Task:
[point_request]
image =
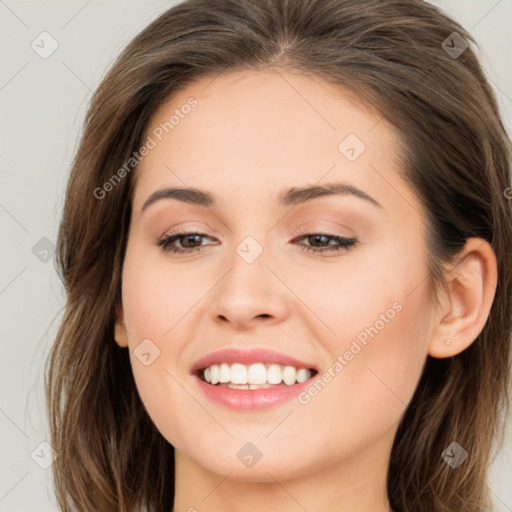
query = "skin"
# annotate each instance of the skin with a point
+---+
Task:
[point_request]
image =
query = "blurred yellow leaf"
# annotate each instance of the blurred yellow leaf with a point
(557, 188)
+---+
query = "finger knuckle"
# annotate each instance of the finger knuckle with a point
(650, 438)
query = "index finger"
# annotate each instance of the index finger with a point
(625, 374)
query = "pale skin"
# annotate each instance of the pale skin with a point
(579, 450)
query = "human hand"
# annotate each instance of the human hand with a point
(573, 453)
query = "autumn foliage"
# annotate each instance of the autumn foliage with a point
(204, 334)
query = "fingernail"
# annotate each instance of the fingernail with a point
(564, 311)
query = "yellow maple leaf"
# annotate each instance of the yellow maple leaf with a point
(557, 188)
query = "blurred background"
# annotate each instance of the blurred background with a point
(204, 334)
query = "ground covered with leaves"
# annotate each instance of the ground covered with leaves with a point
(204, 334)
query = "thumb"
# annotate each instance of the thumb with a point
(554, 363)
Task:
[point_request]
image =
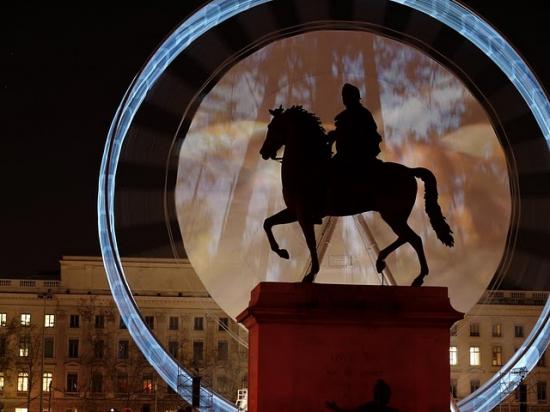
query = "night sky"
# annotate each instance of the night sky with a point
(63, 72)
+---+
> Set task:
Count the lines in the entries above that contain the string "index". Case counts, so only matches with the same capitalization qualify, and reply with the number alone.

> Result for this task:
2